§ **STATED TASK**
Would you copy only the lines below, beginning with the one that contains "of the weathered" and running through the last entry line?

§ **DATA RECORDS**
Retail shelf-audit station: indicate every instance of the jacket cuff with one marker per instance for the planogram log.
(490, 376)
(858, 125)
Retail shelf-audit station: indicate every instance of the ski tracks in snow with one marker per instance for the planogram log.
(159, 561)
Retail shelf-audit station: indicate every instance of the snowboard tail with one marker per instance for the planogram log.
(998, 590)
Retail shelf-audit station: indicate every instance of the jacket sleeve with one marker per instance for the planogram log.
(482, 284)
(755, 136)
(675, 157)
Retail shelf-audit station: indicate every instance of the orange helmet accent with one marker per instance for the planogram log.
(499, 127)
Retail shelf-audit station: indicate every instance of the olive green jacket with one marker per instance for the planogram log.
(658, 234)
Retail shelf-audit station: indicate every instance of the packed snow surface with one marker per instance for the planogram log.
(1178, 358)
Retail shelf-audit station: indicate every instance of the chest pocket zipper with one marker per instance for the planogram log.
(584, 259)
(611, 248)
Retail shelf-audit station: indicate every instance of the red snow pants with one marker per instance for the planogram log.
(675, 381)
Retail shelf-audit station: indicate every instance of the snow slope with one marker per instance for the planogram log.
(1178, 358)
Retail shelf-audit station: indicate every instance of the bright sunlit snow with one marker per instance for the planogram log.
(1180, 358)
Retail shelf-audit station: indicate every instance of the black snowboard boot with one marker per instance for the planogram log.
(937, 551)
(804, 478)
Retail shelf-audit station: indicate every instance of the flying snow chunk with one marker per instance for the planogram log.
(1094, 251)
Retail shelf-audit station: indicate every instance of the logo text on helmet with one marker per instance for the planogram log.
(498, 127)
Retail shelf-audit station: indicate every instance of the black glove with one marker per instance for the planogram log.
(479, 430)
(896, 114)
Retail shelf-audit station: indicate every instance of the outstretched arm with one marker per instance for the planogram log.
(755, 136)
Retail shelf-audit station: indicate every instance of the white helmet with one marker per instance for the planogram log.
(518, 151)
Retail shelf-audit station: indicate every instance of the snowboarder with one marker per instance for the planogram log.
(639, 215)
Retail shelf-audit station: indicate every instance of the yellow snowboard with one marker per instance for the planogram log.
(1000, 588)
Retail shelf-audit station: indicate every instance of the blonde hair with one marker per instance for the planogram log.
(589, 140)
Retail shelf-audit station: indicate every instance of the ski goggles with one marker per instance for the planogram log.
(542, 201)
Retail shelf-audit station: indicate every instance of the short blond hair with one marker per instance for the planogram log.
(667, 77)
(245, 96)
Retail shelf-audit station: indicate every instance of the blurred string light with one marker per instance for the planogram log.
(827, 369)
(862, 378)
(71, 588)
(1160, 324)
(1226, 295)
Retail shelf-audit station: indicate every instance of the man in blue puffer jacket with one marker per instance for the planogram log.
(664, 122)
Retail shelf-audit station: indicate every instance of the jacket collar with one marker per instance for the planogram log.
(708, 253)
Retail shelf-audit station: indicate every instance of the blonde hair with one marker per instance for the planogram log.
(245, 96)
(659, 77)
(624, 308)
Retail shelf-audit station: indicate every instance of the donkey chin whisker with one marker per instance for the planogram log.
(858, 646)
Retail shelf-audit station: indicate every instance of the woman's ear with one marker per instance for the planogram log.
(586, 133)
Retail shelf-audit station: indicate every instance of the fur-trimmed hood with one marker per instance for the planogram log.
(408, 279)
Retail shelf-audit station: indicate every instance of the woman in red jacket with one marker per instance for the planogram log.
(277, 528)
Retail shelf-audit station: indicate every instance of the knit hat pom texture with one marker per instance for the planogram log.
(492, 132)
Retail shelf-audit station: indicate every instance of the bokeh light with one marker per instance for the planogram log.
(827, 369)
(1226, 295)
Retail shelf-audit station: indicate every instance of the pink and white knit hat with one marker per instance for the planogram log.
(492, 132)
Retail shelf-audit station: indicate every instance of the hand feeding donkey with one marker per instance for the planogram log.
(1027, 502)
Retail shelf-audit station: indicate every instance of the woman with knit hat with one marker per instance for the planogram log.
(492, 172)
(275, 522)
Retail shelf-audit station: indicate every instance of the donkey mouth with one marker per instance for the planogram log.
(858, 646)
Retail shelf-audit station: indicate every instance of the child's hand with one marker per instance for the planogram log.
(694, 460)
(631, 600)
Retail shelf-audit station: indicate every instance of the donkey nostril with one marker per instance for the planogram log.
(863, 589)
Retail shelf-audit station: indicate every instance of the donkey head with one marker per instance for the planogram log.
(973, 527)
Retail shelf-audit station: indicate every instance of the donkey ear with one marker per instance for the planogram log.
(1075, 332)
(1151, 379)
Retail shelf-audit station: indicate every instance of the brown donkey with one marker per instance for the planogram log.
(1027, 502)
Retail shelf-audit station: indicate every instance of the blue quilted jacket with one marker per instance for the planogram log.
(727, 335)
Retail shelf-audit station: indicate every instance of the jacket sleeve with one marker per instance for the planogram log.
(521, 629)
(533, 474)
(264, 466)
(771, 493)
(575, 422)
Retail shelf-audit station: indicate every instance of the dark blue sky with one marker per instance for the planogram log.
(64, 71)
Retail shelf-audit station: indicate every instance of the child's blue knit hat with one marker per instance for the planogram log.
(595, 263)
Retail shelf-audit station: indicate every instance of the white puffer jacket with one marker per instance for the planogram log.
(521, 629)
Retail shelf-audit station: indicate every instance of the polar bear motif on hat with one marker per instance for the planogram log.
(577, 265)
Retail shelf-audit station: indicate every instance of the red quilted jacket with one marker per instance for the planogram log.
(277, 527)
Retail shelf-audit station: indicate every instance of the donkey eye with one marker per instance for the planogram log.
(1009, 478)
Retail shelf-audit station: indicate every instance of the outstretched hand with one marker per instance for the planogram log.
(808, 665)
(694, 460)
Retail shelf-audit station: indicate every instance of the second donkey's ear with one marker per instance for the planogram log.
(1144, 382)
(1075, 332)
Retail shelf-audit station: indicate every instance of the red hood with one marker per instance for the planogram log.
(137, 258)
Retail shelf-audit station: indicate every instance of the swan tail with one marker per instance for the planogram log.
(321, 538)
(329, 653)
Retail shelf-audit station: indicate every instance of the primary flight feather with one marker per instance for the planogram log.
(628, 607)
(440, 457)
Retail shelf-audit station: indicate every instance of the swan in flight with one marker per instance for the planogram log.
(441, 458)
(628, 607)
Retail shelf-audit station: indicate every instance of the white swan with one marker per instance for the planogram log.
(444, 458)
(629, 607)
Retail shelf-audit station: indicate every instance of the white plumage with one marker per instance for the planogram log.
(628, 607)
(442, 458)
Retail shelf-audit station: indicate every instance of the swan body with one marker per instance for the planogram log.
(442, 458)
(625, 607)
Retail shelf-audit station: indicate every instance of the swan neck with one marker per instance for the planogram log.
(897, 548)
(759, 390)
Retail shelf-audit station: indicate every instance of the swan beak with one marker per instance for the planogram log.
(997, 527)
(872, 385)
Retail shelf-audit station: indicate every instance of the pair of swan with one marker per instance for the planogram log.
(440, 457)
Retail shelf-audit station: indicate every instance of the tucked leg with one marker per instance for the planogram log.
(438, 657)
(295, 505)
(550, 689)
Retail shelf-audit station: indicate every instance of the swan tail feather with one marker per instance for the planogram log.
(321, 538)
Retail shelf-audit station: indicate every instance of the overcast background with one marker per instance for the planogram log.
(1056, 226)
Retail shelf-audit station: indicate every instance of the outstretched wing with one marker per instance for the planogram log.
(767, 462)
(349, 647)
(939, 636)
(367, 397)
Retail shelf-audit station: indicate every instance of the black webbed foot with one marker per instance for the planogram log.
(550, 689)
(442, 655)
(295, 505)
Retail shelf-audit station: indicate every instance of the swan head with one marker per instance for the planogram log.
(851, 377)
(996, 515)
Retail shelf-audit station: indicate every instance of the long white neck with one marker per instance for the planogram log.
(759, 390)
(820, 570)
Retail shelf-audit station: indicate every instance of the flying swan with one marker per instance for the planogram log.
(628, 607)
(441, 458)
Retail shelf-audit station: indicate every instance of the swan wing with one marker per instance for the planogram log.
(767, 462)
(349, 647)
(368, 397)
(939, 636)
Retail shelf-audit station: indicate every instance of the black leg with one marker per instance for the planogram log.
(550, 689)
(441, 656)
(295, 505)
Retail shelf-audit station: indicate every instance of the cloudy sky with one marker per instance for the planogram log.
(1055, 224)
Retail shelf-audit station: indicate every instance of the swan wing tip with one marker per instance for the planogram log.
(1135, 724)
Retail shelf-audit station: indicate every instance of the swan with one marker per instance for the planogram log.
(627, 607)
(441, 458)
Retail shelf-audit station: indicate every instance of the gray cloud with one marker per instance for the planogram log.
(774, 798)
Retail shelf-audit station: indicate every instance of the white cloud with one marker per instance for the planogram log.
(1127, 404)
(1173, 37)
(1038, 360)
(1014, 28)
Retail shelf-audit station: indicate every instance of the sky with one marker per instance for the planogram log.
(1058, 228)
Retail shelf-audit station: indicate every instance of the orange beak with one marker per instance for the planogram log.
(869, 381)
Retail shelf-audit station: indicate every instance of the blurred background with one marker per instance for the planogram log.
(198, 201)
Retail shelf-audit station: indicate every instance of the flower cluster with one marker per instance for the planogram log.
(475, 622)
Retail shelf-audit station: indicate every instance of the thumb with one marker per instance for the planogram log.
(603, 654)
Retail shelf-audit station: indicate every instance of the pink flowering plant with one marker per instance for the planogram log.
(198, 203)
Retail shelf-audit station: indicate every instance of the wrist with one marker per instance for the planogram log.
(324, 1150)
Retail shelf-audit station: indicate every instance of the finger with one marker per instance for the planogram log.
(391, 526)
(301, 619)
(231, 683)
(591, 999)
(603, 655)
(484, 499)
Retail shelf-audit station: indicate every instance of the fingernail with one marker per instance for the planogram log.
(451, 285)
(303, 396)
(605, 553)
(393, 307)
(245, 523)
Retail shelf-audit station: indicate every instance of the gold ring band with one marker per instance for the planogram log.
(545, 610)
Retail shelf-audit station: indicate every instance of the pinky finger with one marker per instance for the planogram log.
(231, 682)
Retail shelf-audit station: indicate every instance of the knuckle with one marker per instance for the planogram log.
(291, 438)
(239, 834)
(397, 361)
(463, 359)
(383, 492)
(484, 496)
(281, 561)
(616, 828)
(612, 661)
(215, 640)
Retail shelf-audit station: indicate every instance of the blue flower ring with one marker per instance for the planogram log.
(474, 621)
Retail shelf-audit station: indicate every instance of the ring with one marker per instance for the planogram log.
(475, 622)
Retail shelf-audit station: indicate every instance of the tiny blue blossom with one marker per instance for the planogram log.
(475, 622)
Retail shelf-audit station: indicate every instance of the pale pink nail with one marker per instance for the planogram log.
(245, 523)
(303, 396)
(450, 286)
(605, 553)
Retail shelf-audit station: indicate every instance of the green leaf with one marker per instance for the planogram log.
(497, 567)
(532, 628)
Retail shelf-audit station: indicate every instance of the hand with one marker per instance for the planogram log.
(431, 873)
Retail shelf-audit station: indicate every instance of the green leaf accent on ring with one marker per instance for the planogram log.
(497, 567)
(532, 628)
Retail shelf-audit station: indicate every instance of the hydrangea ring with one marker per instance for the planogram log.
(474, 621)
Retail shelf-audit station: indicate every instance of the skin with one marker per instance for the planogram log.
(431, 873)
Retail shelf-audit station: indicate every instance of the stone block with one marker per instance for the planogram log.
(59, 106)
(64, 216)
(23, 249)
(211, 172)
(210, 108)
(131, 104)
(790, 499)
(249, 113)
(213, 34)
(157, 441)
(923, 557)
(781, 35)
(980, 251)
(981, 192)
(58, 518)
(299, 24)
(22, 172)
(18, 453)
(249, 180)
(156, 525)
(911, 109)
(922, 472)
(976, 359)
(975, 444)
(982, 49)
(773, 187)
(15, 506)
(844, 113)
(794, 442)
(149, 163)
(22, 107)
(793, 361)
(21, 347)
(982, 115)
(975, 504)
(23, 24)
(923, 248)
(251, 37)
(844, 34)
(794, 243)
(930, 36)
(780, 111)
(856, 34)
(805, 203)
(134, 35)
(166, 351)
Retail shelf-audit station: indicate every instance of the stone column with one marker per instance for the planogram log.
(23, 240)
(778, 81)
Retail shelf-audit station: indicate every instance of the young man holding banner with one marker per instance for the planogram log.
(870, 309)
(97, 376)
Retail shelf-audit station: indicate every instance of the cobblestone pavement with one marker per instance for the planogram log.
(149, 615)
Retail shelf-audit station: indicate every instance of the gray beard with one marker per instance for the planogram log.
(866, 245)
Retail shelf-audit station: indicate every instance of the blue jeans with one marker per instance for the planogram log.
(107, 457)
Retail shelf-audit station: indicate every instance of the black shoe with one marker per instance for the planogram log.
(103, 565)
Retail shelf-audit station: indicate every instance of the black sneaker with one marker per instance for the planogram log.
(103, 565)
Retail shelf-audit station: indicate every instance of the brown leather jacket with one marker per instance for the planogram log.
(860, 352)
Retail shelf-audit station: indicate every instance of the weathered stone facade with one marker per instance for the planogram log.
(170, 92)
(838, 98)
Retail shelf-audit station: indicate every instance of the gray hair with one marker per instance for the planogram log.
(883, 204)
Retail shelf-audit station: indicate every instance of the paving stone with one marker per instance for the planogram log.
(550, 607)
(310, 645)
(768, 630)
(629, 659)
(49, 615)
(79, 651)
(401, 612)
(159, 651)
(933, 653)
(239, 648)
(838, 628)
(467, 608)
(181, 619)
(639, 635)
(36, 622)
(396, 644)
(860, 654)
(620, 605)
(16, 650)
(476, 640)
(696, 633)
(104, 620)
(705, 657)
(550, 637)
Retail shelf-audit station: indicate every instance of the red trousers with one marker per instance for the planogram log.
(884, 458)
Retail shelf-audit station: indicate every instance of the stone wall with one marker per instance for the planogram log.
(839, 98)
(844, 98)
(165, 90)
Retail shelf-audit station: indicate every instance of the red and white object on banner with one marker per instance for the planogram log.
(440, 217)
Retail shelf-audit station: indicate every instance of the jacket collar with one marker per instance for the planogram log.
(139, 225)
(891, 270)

§ **THE COMPLETED TASK**
Retail shelf-audit station: indicate every instance of the weathered stone facade with one marker per instance for the planogram log.
(170, 92)
(838, 98)
Retail shelf-audit station: indicate every instance of the gray hair with one marker per instance for the planogram log.
(883, 204)
Retail shelf-audit station: indicate every instance of the paving stone with one marker per instance for the planogram log.
(550, 607)
(310, 645)
(768, 630)
(629, 659)
(49, 615)
(79, 651)
(401, 612)
(159, 651)
(933, 653)
(239, 648)
(838, 628)
(467, 608)
(181, 619)
(639, 635)
(36, 622)
(396, 644)
(860, 654)
(620, 605)
(16, 650)
(476, 640)
(696, 633)
(104, 620)
(705, 657)
(550, 637)
Retail shelf-audit station: indicate every instance of the red trousers with one marker per instance for the planogram log.
(884, 458)
Retail shelf-audit station: indicate every instance of the stone wall with one marker per instance for the planogram log.
(839, 98)
(844, 98)
(165, 90)
Retail shelf-audit station: indicate every instance of the red and white object on banner with one marker per instance for the planogram log.
(440, 217)
Retail shelf-audit station: indicate every instance of the jacket collar with one marker per instance for the planogram log.
(139, 225)
(891, 270)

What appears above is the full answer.